### Collected data
------------------------------------

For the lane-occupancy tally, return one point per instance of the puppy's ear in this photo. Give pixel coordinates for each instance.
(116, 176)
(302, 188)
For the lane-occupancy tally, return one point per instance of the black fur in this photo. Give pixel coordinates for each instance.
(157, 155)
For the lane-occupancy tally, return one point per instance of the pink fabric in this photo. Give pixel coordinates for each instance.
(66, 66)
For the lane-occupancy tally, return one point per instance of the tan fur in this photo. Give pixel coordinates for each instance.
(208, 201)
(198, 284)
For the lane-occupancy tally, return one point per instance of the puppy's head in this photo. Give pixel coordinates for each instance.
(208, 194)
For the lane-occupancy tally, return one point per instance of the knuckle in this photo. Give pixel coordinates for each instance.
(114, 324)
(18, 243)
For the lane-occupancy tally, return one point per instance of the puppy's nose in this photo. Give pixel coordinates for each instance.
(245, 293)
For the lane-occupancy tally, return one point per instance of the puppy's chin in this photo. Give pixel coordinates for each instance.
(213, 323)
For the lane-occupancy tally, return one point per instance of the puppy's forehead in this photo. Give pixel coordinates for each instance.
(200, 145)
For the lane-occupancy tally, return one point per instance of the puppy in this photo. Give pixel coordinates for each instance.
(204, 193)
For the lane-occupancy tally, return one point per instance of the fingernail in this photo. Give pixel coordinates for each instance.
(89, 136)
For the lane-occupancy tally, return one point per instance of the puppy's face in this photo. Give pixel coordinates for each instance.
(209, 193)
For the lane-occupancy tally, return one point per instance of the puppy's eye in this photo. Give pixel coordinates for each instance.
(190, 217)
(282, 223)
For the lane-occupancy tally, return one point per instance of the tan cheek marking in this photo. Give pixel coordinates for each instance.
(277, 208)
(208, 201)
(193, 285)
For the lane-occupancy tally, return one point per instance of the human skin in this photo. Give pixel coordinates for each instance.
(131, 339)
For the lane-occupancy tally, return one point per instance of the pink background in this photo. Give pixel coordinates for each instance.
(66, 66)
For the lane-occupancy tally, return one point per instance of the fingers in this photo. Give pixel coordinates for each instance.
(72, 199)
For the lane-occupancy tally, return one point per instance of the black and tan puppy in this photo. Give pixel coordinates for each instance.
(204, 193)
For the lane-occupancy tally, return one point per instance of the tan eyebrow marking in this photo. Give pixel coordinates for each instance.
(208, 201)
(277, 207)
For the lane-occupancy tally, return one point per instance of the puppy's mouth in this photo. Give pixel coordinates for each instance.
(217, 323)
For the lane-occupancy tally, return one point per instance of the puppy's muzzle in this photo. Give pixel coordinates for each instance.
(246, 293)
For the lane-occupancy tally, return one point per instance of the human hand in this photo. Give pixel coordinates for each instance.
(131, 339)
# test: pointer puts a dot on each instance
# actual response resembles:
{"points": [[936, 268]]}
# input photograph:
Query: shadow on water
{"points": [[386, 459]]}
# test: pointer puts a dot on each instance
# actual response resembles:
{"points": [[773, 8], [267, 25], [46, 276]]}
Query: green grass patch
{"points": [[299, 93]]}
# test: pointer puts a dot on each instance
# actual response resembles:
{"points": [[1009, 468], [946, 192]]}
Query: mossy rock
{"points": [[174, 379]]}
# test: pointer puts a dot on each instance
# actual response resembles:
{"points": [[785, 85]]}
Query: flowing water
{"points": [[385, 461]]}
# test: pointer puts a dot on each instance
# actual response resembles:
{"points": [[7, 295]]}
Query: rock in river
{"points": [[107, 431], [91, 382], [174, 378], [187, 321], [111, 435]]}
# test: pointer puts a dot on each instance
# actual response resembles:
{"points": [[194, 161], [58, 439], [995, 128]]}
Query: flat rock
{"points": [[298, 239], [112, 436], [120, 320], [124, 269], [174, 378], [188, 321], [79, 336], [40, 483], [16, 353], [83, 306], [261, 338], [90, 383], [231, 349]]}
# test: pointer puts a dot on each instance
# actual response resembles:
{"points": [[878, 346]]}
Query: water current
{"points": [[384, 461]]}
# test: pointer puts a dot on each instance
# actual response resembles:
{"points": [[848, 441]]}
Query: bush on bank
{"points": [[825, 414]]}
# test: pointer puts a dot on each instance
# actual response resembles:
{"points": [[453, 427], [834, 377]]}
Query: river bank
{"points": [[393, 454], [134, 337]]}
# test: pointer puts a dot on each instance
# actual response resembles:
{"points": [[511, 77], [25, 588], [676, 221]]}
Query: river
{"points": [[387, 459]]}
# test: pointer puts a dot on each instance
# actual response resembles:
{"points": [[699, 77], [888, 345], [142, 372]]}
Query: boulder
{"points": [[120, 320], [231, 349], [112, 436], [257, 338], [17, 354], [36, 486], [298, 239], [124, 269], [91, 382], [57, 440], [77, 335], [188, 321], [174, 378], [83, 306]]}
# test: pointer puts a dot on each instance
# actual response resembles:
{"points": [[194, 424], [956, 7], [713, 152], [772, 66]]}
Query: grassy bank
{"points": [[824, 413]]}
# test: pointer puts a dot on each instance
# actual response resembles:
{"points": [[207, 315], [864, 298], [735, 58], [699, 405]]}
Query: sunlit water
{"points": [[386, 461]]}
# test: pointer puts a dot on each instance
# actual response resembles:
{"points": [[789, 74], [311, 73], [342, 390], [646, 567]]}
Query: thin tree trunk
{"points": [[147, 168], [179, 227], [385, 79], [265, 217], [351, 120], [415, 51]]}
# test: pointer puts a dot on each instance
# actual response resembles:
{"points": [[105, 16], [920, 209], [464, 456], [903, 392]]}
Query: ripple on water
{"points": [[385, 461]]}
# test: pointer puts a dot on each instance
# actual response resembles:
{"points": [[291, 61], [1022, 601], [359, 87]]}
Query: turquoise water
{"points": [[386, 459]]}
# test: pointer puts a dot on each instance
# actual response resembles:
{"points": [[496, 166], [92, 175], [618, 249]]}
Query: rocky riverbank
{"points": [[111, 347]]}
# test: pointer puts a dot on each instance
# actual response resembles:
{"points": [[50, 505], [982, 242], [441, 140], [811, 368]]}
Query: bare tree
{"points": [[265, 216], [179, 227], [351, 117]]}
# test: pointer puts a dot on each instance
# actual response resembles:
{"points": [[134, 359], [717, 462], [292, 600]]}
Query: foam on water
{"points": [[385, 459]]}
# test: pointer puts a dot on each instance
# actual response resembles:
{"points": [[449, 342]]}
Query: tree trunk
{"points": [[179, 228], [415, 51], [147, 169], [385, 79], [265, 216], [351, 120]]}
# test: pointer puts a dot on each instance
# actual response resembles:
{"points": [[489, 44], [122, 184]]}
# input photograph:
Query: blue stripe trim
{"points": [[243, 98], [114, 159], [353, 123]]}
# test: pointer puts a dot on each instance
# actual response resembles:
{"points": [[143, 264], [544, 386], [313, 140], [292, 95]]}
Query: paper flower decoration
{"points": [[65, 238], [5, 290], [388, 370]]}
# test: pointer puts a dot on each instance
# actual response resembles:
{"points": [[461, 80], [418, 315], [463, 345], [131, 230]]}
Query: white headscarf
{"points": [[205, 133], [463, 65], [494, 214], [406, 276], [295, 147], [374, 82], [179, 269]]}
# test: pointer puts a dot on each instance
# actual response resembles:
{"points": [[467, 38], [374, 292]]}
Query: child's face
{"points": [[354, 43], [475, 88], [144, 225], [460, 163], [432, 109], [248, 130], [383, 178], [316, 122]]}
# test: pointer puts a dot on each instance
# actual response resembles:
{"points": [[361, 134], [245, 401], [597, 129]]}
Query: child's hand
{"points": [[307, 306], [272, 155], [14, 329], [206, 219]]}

------------------------------------

### Work request
In full and word for word, restate the data.

### Answer to this problem
For the lane-occupancy tally, return one point per instance of the puppy's ear in this photo. Give pixel coordinates for each instance.
(116, 176)
(302, 188)
For the lane-occupancy tally, return one point per instance of the black fur in this photo. Give pixel coordinates for each instance.
(157, 155)
For the lane-occupancy tally, return one point per instance of the pink fabric in this photo. Give pixel coordinates for each instance.
(66, 66)
For the lane-occupancy tally, return one point per instance of the tan fur in this photo. Give pixel coordinates for each instance.
(208, 201)
(198, 284)
For the lane-occupancy tally, return one point per instance of the puppy's head in this photo. Give pixel coordinates for each instance.
(208, 194)
For the lane-occupancy tally, return one point per instance of the knuckle in this photo. Give pixel coordinates for each instance.
(114, 324)
(18, 243)
For the lane-occupancy tally, return one point per instance of the puppy's nose in this photo. Give pixel coordinates for each instance.
(245, 293)
For the lane-occupancy tally, return one point per instance of the puppy's chin in this photo. Give pixel coordinates for each instance.
(213, 323)
For the lane-occupancy tally, return one point per instance of the puppy's forehead in this photo. Give pixel coordinates for each instance.
(200, 145)
For the lane-occupancy tally, return one point per instance of the puppy in this photo. Give pixel coordinates for each instance.
(204, 193)
For the lane-occupancy tally, return one point per instance of the fingernail in this photo. Give pixel coordinates for each instance.
(89, 136)
For the lane-occupancy tally, return one point per instance of the puppy's face in this photo. Give pixel coordinates for each instance.
(209, 193)
For the lane-occupancy tally, return one point per instance of the puppy's eye in this photo. Give pixel coordinates for each instance.
(190, 217)
(282, 223)
For the lane-occupancy tally, return one point per instance of the tan cheek marking in this photo. Give pixel coordinates for each instance.
(277, 208)
(208, 201)
(193, 285)
For the lane-occupancy tally, return one point per instance of the human skin in this photo. Give pixel coordinates for each instance.
(131, 339)
For the lane-occupancy tally, return one point per instance of the pink background in this photo. Give pixel coordinates for each instance.
(66, 66)
For the lane-occupancy tally, return one point per instance of the fingers in this photo. Give pixel coordinates for each instance.
(72, 199)
For the lane-occupancy tally, return one point per instance of the black and tan puppy in this photo. Give pixel coordinates for each instance.
(204, 193)
For the lane-occupancy tally, return one point per instance of the tan eyebrow marking in this photo. Give pixel coordinates for each instance.
(208, 201)
(277, 207)
For the lane-occupancy tally, return one point per instance of the puppy's mouth in this photo. Give pixel coordinates for each instance.
(217, 323)
For the lane-occupancy tally, return one point per instance of the puppy's muzzle in this photo. Give pixel coordinates for each instance.
(246, 293)
For the lane-occupancy tally, return one point per instance of the human hand in this photo. Give pixel coordinates for each instance.
(131, 339)
# test: pointer puts a dot on each instance
# actual response resembles:
{"points": [[936, 268]]}
# input photograph:
Query: shadow on water
{"points": [[386, 459]]}
# test: pointer puts a dot on each instance
# actual response resembles:
{"points": [[773, 8], [267, 25], [46, 276]]}
Query: green grass patch
{"points": [[299, 93]]}
# test: pointer puts a dot on each instance
# actual response resembles:
{"points": [[1009, 468], [946, 192]]}
Query: mossy rock
{"points": [[174, 379]]}
# test: pointer puts a dot on each instance
# actual response resembles:
{"points": [[785, 85]]}
Query: flowing water
{"points": [[385, 461]]}
# test: pointer puts a dot on each instance
# actual response resembles:
{"points": [[7, 295]]}
Query: rock in river
{"points": [[107, 431], [91, 382], [174, 378], [187, 321], [111, 435]]}
# test: pointer puts a dot on each instance
# actual response resembles:
{"points": [[194, 161], [58, 439], [995, 128]]}
Query: flat rock
{"points": [[298, 239], [112, 436], [120, 320], [124, 269], [174, 378], [188, 321], [79, 336], [40, 483], [16, 353], [83, 306], [261, 338], [90, 383], [231, 349]]}
# test: pointer puts a dot on each instance
# actual response resembles:
{"points": [[878, 346]]}
Query: water current
{"points": [[384, 461]]}
# test: pointer puts a dot on each instance
# actual response resembles:
{"points": [[848, 441]]}
Query: bush on bank
{"points": [[825, 414]]}
# test: pointer puts a dot on each instance
# actual response resembles:
{"points": [[453, 427], [834, 377]]}
Query: river bank
{"points": [[393, 454], [134, 337]]}
# test: pointer puts a dot on each instance
# actual response resembles:
{"points": [[511, 77], [25, 588], [676, 221]]}
Query: river
{"points": [[387, 459]]}
# test: pointer puts a dot on each instance
# actual response resembles:
{"points": [[699, 77], [888, 345], [142, 372]]}
Query: boulder
{"points": [[120, 320], [231, 349], [112, 436], [257, 338], [17, 354], [36, 486], [298, 239], [124, 269], [91, 382], [57, 440], [77, 335], [188, 321], [174, 378], [83, 306]]}
# test: pointer puts a dot on each instance
# actual response resembles:
{"points": [[194, 424], [956, 7], [713, 152], [772, 66]]}
Query: grassy bank
{"points": [[824, 413]]}
# test: pointer puts a dot on each instance
# actual response resembles:
{"points": [[207, 315], [864, 298], [735, 58], [699, 405]]}
Query: sunlit water
{"points": [[386, 461]]}
# test: pointer puts a dot on each instance
# actual response resembles:
{"points": [[789, 74], [311, 73], [342, 390], [646, 567]]}
Query: thin tree trunk
{"points": [[147, 168], [179, 227], [385, 79], [265, 217], [351, 120], [415, 51]]}
# test: pointer puts a dot on each instance
# actual response resembles:
{"points": [[105, 16], [920, 209], [464, 456], [903, 392]]}
Query: ripple on water
{"points": [[385, 461]]}
# test: pointer puts a dot on each instance
# actual response resembles:
{"points": [[291, 61], [1022, 601], [359, 87]]}
Query: turquoise water
{"points": [[386, 459]]}
# test: pointer puts a dot on each instance
# actual response resembles:
{"points": [[496, 166], [92, 175], [618, 249]]}
Query: rocky riverbank
{"points": [[111, 347]]}
# test: pointer puts a dot on each instance
# actual response resembles:
{"points": [[50, 505], [982, 242], [441, 140], [811, 368]]}
Query: bare tree
{"points": [[265, 216], [179, 227], [351, 117]]}
# test: pointer puts a dot on each instance
# actual response resembles:
{"points": [[134, 359], [717, 462], [292, 600]]}
Query: foam on water
{"points": [[385, 459]]}
# test: pointer puts a dot on each instance
# actual response resembles:
{"points": [[449, 342]]}
Query: tree trunk
{"points": [[179, 228], [415, 51], [147, 169], [385, 79], [265, 216], [351, 120]]}
# test: pointer puts a dot on each instance
# actual response resembles:
{"points": [[489, 44], [122, 184]]}
# input photograph:
Query: blue stripe trim
{"points": [[243, 98], [114, 159], [353, 123]]}
# test: pointer puts a dot on each instance
# actual response resembles:
{"points": [[143, 264], [544, 386], [313, 140], [292, 95]]}
Query: paper flower decoration
{"points": [[65, 238], [5, 290], [388, 370]]}
# test: pointer puts a dot on each instance
# actual response resembles:
{"points": [[461, 80], [418, 315], [463, 345], [131, 230]]}
Query: white headscarf
{"points": [[205, 133], [463, 65], [494, 214], [406, 276], [295, 147], [374, 82], [179, 269]]}
# test: pointer puts a dot on each instance
# actual response resembles:
{"points": [[467, 38], [374, 292]]}
Query: child's face
{"points": [[354, 43], [475, 88], [144, 225], [460, 163], [432, 109], [248, 130], [383, 178], [316, 122]]}
# test: pointer puts a dot on each instance
# actual response resembles:
{"points": [[361, 134], [245, 401], [597, 129]]}
Query: child's hand
{"points": [[307, 306], [272, 155], [14, 329], [206, 219]]}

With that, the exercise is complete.